Virtual Binding + Macros => BREAK, CONTINUE, AGAIN

In the last moments of 2023, Ren-C finally bit the bullet and made BREAK and CONTINUE definitional (it was a long time coming, just hadn't gotten around to it...):

Definitional Break and Continue: The Time Is Now

This means that loops create (optimized) variants of BREAK and CONTINUE in which the ACTION! cell has been tweaked to hold the identity of the loop.

The methodology for this optimized representation was pioneered with definitional RETURN.

Except in this case, there are two new "LET-style variables" tacked onto the loop's binding environment... one for BREAK, and one for CONTINUE.

It Would Be Nice To Have AGAIN

It seems to me pretty powerful to be able to ask a loop to start again from the top, but not increment its loop index...or check the condition, or whatever.

(This has precedent in other languages, e.g. Perl's REDO... but I like AGAIN better.)

That would add a third LET-variable. :pouting_cat:

But Could It Be Just ONE LET-Variable?

As I've realized the kind-of-awesome power of virtual binding, I realized that it might be the case that there was just one "throw to loop" construct, that takes different parameterization:

  • throw-to-loop ~(veto)~ => BREAK

    • VETO is a function that returns an ERROR! with the identity 'VETO... which is an awesome generalization I haven't talked about yet, that makes constructs abort and return NULL. It works inside things like REDUCE (e.g. reduce [1 + 2 veto] => null) but also inside GROUP!s of code in PARSE to allow match failures to be signaled by a GROUP! (whose product would otherwise be discarded). It seems the perfect argument for THROW-TO-LOOP to mean "let's abort this whole loop and give null".
  • throw-to-loop () => CONTINUE

    • This would have the same effect as reaching the end of the loop body and synthesizing VOID. So if you were doing a MAP-EACH, an iteration of the loop that ran CONTINUE would not contribute anything to the result.
  • throw-to-loop ~(again)~ => AGAIN

    • I don't know if RETRY should be a function that just returns an ERROR! the way VETO is so I'm hand-waving a little here to say "let's have another special trigger that loops can respond to"... if they don't support it, they can treat it like any other error.

    • I'm not thrilled that "retry" doesn't sound like an "error" name the way VETO kind-of-does, but there's only so many unstable antiforms to choose from (and VOID seems random to pick to mean "try again"). Maybe INCOMPLETE is a better error ID... where the loop goes "oh, the failure was it didn't complete... so the natural response is to try again"?

  • throw-to-loop <whatever> => CONTINUE:WITH

    • CONTINUE has had a refinement called :WITH that allows you to act as if the loop body completed with some other value besides VOID. So continue:with spread [d e] inside a MAP-EACH would add the splice ~(d e)~ to the mapped result. I don't know if it's better to have this :WITH refinement or if you should just use THROW-TO-LOOP directly... (could THROW-TO-LOOP have a better name?)

One Way To Do It... Macros!

break: macro [throw-to-loop ~(veto)~]
continue: macro [throw-to-loop ()]
again: macro [throw-to-loop ~(again)~]  

While we'd most likely want to nativize CONTINUE, BREAK, and AGAIN... maybe MACRO can be smart enough to produce native-speed code for this when not running under a stepwise debugger...

Any Submissions For Better Names For THROW-TO-LOOP?

Maybe being bluntly literal is best.

--------------------

● Prompt A: Decide whether each statement agrees with the text on BREAK, CONTINUE and AGAIN, answering yes or no and quoting the deciding words of the text: (i) BREAK and CONTINUE were made definitional in the last moments of 2023; (ii) the author prefers the name REDO to AGAIN; (iii) CONTINUE has a refinement called :WITH.

--------------------

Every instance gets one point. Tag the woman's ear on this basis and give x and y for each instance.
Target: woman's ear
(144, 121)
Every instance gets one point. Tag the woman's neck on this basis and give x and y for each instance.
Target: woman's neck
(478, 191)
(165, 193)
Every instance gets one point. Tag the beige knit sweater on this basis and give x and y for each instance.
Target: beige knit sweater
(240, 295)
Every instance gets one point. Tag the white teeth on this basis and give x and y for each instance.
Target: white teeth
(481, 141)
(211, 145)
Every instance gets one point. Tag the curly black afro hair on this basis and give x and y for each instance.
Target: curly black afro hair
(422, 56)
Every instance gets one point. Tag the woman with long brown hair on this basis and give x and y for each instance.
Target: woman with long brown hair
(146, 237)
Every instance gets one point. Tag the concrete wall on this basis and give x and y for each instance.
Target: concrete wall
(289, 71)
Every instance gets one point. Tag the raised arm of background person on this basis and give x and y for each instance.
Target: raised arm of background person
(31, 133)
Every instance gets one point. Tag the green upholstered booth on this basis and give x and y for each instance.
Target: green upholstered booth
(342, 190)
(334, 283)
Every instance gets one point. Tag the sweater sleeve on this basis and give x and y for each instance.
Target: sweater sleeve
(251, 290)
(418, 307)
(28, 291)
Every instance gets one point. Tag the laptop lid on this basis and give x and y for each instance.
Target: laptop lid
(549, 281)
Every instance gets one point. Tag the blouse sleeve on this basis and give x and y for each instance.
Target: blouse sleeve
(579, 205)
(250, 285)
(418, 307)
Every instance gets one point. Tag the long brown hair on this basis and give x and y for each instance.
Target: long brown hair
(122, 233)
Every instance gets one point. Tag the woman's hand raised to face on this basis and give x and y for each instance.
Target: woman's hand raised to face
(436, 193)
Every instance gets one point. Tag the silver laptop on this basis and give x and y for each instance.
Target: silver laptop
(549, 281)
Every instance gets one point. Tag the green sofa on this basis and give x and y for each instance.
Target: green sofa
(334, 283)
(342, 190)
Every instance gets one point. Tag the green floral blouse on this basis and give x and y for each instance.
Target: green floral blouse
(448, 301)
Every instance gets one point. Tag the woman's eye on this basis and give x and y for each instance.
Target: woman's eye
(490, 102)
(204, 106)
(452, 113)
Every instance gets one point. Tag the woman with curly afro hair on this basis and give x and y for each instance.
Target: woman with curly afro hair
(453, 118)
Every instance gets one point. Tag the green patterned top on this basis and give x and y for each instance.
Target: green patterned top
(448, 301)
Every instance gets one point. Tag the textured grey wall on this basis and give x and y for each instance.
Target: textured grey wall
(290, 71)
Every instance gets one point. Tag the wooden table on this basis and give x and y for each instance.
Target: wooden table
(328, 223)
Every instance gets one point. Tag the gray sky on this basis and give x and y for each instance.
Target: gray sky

--------------------

● Prompt B: Rewrite the records from the line containing "Every instance gets one point. Tag the woman's eye" down to the end of the records. Put "Mark" in place of "Tag" each time it occurs, and leave everything else unchanged.

● Final answer A:
(i) Yes: "In the last moments of 2023, Ren-C finally bit the bullet and made BREAK and CONTINUE definitional"
(ii) No: "but I like AGAIN better."
(iii) Yes: "CONTINUE has had a refinement called :WITH"

● Final answer B:
Every instance gets one point. Mark the woman's eye on this basis and give x and y for each instance.
Target: woman's eye
(490, 102)
(204, 106)
(452, 113)
Every instance gets one point. Mark the woman with curly afro hair on this basis and give x and y for each instance.
Target: woman with curly afro hair
(453, 118)
Every instance gets one point. Mark the green patterned top on this basis and give x and y for each instance.
Target: green patterned top
(448, 301)
Every instance gets one point. Mark the textured grey wall on this basis and give x and y for each instance.
Target: textured grey wall
(290, 71)
Every instance gets one point. Mark the wooden table on this basis and give x and y for each instance.
Target: wooden table
(328, 223)
Every instance gets one point. Mark the gray sky on this basis and give x and y for each instance.
Target: gray sky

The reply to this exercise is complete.